:: Problem to work on ::
Repeat each of these records exactly.

(Natural-language object grounding data)
- - - -

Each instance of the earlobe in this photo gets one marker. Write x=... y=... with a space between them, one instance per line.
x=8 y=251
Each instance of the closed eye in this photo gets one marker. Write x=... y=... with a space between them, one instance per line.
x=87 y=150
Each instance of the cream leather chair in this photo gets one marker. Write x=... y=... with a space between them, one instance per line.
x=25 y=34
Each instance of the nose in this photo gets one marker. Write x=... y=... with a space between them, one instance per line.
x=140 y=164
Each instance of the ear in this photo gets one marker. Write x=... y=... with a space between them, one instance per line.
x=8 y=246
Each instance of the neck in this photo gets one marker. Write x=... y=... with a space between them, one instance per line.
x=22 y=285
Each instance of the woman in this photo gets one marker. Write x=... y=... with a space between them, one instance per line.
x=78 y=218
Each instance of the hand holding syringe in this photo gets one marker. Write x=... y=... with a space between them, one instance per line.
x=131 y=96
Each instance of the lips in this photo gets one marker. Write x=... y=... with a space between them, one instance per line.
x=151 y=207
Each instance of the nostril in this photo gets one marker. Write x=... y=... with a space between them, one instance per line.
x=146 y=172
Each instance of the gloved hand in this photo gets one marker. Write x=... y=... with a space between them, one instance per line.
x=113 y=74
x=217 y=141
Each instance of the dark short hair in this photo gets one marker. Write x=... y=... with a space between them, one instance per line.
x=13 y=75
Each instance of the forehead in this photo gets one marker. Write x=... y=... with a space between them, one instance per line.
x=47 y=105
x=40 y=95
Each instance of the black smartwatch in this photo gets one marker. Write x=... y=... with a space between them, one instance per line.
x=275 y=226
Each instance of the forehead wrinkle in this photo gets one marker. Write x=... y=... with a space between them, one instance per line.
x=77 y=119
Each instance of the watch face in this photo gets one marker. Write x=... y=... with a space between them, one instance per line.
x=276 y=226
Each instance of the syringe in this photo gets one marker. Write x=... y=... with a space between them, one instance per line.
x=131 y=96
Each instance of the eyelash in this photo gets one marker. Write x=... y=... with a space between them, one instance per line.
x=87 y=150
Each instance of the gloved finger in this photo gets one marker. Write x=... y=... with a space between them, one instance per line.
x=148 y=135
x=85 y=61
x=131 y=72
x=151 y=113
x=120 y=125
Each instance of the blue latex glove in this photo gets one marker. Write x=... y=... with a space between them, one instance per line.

- - - -

:: Exercise response ::
Each instance of the earlobe in this photo gets one marker. Write x=... y=... with a space between them, one instance per line.
x=8 y=251
Each instance of the closed eye in this photo gets one marker. Write x=... y=... with a space between them, one instance per line.
x=87 y=150
Each instance of the cream leather chair in this photo gets one marker. Write x=... y=... with a space between them, one instance per line.
x=25 y=34
Each instance of the nose in this photo gets one marker. Write x=... y=... with a space between them, one instance per line.
x=140 y=164
Each instance of the ear in this photo gets one marker. Write x=... y=... with a space between them, one instance per line.
x=8 y=246
Each instance of the neck in this photo gets one marker. Write x=... y=... with a space between them, one instance per line.
x=22 y=285
Each instance of the woman in this photo gets one marker. Write x=... y=... with a space between them, one instance per line.
x=78 y=218
Each instance of the hand holding syringe in this photo gets one marker. Write x=... y=... with a space between them, one instance per line.
x=131 y=96
Each instance of the lips in this photo gets one marker. Write x=... y=... with a space between them, one instance per line.
x=151 y=207
Each instance of the nostril in this photo gets one marker. Write x=... y=... with a space between them, one instance per line.
x=146 y=172
Each instance of the gloved hand in this photo gets one marker. Write x=... y=... with a space between them, one instance per line.
x=113 y=74
x=217 y=141
Each instance of the dark short hair in this photo gets one marker. Write x=... y=... with a space between them, one instance per line.
x=13 y=75
Each instance of the forehead in this photo gets one marker. Write x=... y=... with a space between them, one instance per line.
x=47 y=105
x=40 y=95
Each instance of the black smartwatch in this photo gets one marker. Write x=... y=... with a space between them, one instance per line.
x=275 y=226
Each instance of the forehead wrinkle in this photo gets one marker. Write x=... y=... with a space between them, one instance per line.
x=77 y=119
Each instance of the watch face in this photo gets one marker. Write x=... y=... with a space between them, one instance per line.
x=276 y=226
Each instance of the syringe in this photo gets one marker. Write x=... y=... with a space between them, one instance per line.
x=131 y=96
Each instance of the eyelash in this photo gets one marker. Write x=... y=... with a space between them, one instance per line.
x=87 y=150
Each instance of the gloved finger in this photo gets one marker. Write x=... y=... with a space between them, one instance per line.
x=148 y=135
x=85 y=61
x=131 y=72
x=151 y=113
x=120 y=125
Each instance of the blue latex glove in this photo gets one marker. Write x=... y=... with a space between them, one instance per line.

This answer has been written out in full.